* _EXTRACT TO READ_
It is possible for an act of goodwill to be heart-warming and heart-breaking, in equal measure.
For Amanda Rawson and her three daughters, smiles and tears shared the same space during a spontaneous night of generosity this month when members of the Western Mustangs men’s hockey team brought Christmas kindness to their door.
Aaron Rawson, Amanda’s husband and the girls’ father, passed away suddenly in October.
A few weeks later, their middle daughter Olivia, 9, fell ill, and then – mere hours after the family put up the Christmas tree to mark what would have been Aaron’s 43rd birthday – she was diagnosed with cancer.
“Our lives have been turned upside-down and I feel like it’s still being shaken around,” Rawson said. “I would like to have skipped Christmas altogether but I had to pull myself together for the kids.”
Aaron had loved Christmas, had always been the one to string lights on the house and to place illuminated candy canes on the lawn. Afraid of heights, Rawson decided decorations this year would start and end with the indoor tree. It would be enough, she thought, just to get through the month.
She didn’t know that strangers – through connections layered upon connections – had her back.
Lending a hand
Rawson’s father Bill Dawson is a professor of accounting at Western’s DAN Department of Management & Organizational Studies (her mother, Gloria Dawson, is an administrator there) and one of his students, Dan Davies, learned of the family’s circumstance.
Davies, in his fifth year of management studies at Western and a goalie in his third-year with the Mustangs men’s hockey team, wondered if he could help. He approached head coach Clarke Singer and wondered if maybe they could stop by the house to lend a hand.
So last week, after gaining permission from Rawson to pay a visit, Davies, Singer and five other Mustangs showed up at the Rawsons’ home in Ilderton, Ont.
“When they started walking up the driveway with their hockey sticks, my 13-year-old daughter Summer, who just started playing hockey this year, her eyes just lit up. She was so excited to see them,” Rawson said.
“And they weren’t in any rush. They stayed for pizza and played some driveway hockey with the girls and they put up the lights and these enormous inflatables.”
Singer’s son had suggested supplying the lawn decorations: a life-sized Santa and three reindeer and a festive, four-metre-high Mickey Mouse. He hadn’t even realized Mickey was seven-year-old Scarlett’s favourite character until she squealed in delight.
Olivia starts four months of chemotherapy this week. From the living room couch, she will be able to look out the front window and watch the giant-sized holiday figures dancing on the front lawn.
Rawson hopes it will continue to make them all smile.
“It was amazing how generous they were with their time. They gave us just that little boost when we needed it most,” she said.
Community support
It is all part of the community that has come together to support the family in their time of need: friends, family, neighbours and teammates in and around Ilderton who have scheduled fresh-cooked dinners every day until February; the Gateway Church community who has walked each step with the family; the friend who set up a GoFundMe campaign, and all those who donated to it.
And now, a hockey team of strangers who lent a hand and a hockey stick when it counted.
Rawson asked that Western News tell of her gratitude and the hockey players’ generosity, despite the team’s reluctance to trumpet their good deeds. “They’re a group of guys doing something nice for someone they don’t know and that was really special,” she said.
Singer deflected praise to Davies – “an incredible young man in every respect” – and to his team: “a great bunch of guys who saw a need and filled it.”
In pre-pandemic seasons, leadership coach Ray Wood met with the team every other Tuesday to guide the athletes in character development, including trips to volunteer at the London Food bank and helping out at other community events. “The human side of what we do is in many ways the most important part,” Singer said.
“Out of a very difficult situation, maybe we could bring a bit of joy to their December,” he added.
The family’s grief is far from over, and in some ways it’s just beginning, but this has been a welcome respite from their ever-present worry and sadness.
“I feel like our life is a roller coaster and this is one of the peaks during a really low time,” Rawson said.

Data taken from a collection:
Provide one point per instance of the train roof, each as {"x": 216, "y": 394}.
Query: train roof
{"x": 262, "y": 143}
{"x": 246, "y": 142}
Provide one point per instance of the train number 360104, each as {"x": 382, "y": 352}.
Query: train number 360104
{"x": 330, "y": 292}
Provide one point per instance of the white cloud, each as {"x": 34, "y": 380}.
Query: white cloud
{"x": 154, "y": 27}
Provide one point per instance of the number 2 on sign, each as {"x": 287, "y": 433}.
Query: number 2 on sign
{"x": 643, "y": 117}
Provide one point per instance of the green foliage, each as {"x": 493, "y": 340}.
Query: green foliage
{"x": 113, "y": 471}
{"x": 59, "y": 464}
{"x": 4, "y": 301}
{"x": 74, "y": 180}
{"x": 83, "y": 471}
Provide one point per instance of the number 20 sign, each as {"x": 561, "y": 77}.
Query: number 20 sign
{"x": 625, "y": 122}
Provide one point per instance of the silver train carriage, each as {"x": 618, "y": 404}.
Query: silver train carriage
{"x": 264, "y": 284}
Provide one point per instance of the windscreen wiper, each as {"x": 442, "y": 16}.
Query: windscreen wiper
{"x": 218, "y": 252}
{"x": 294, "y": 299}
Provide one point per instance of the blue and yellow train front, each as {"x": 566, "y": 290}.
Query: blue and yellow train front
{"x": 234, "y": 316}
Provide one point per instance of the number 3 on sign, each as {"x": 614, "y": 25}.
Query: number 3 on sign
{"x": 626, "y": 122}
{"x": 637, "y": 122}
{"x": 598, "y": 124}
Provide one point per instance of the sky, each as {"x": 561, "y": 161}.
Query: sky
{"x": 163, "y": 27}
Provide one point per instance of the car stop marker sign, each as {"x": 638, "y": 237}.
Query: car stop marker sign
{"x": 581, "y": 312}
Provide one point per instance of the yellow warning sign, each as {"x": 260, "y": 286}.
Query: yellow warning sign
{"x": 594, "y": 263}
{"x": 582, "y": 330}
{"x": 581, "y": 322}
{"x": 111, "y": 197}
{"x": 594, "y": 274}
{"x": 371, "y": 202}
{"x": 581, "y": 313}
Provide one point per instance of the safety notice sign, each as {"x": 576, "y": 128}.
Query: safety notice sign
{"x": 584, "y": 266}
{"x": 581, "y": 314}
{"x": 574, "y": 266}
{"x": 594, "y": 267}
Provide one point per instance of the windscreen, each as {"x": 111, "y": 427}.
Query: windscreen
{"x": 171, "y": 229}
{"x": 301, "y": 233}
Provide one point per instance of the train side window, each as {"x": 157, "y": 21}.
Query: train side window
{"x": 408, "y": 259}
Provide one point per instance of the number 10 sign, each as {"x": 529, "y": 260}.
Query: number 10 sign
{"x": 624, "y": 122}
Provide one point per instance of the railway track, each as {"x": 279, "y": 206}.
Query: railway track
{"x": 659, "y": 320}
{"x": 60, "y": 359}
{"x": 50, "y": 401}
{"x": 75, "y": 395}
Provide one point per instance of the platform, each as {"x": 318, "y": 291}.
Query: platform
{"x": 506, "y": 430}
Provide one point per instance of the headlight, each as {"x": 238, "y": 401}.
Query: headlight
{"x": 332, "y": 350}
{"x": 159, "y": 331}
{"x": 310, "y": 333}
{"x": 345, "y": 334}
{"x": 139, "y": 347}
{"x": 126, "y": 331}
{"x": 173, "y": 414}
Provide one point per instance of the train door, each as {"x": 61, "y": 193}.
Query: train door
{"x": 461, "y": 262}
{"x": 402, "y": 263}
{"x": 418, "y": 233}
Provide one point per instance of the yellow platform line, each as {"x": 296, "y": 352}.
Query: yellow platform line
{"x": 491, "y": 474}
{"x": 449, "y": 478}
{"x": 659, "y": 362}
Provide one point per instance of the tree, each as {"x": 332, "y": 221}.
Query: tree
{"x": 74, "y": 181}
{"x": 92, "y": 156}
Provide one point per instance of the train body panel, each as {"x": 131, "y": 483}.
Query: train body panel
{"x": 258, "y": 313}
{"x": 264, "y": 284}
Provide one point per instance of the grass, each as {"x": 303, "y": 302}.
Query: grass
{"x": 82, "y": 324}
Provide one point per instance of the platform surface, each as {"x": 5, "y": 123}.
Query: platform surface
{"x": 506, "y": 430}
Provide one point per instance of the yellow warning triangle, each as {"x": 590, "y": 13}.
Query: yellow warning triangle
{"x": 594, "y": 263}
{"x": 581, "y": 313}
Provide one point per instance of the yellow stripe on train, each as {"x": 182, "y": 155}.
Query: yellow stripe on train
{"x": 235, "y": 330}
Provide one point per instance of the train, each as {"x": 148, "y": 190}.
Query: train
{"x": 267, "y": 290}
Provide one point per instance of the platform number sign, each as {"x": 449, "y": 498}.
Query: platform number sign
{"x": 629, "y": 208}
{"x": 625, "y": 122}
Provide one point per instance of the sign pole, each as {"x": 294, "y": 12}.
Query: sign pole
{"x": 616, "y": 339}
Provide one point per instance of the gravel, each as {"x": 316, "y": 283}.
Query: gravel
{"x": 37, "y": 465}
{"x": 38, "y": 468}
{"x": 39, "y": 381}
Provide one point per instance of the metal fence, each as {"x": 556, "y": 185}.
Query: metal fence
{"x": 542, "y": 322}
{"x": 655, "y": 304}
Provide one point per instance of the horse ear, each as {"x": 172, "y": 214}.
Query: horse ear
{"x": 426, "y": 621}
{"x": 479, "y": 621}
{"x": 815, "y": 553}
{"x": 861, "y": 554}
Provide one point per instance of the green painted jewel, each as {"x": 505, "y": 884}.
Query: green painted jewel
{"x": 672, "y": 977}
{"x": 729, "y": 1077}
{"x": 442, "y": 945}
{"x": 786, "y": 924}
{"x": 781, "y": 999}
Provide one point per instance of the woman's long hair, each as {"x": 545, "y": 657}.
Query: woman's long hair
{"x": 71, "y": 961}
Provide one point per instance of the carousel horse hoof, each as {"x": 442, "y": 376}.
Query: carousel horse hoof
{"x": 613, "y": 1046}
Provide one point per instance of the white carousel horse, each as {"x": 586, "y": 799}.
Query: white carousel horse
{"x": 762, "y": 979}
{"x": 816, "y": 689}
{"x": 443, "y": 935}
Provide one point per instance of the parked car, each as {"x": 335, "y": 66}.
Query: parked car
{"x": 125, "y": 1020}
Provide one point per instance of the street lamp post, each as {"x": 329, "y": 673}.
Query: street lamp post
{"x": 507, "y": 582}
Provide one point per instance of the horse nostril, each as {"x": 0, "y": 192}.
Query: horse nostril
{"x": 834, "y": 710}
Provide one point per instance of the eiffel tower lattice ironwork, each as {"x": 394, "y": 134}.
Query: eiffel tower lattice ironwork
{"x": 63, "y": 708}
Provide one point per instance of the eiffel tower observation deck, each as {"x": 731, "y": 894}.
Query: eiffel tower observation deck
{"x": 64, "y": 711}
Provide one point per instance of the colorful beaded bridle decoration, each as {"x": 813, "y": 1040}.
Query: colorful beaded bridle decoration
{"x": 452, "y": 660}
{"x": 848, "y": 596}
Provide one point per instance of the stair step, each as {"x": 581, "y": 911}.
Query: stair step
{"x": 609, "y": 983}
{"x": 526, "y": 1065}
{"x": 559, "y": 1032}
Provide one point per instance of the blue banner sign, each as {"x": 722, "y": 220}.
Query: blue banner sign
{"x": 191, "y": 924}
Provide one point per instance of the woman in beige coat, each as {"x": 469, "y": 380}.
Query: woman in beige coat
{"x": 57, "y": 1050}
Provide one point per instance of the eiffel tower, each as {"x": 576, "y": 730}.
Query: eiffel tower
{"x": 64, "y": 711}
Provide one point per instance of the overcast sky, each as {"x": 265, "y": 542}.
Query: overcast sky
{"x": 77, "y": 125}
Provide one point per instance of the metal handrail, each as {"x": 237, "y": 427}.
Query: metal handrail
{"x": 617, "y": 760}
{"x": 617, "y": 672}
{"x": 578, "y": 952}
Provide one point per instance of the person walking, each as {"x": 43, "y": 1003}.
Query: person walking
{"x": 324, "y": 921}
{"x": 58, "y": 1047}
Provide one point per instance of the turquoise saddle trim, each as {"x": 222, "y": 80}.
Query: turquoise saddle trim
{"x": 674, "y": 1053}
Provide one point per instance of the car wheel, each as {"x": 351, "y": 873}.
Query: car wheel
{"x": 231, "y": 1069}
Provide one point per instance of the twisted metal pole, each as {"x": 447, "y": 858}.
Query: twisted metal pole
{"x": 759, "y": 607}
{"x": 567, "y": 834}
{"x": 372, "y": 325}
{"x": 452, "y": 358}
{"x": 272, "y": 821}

* _TASKS FOR THIS EXERCISE_
1. In the article about the Mustangs hockey players' visit, who suggested supplying the lawn decorations?
2. Reproduce the part of the article about the Mustangs hockey players' visit between "In pre-pandemic seasons, leadership" and "worry and sadness.", inclusive.
The records have no connection to the article about the Mustangs hockey players' visit.

* _EXERCISE ANSWERS_
1. Singer's son suggested supplying the lawn decorations.

2.
In pre-pandemic seasons, leadership coach Ray Wood met with the team every other Tuesday to guide the athletes in character development, including trips to volunteer at the London Food bank and helping out at other community events. “The human side of what we do is in many ways the most important part,” Singer said.
“Out of a very difficult situation, maybe we could bring a bit of joy to their December,” he added.
The family’s grief is far from over, and in some ways it’s just beginning, but this has been a welcome respite from their ever-present worry and sadness.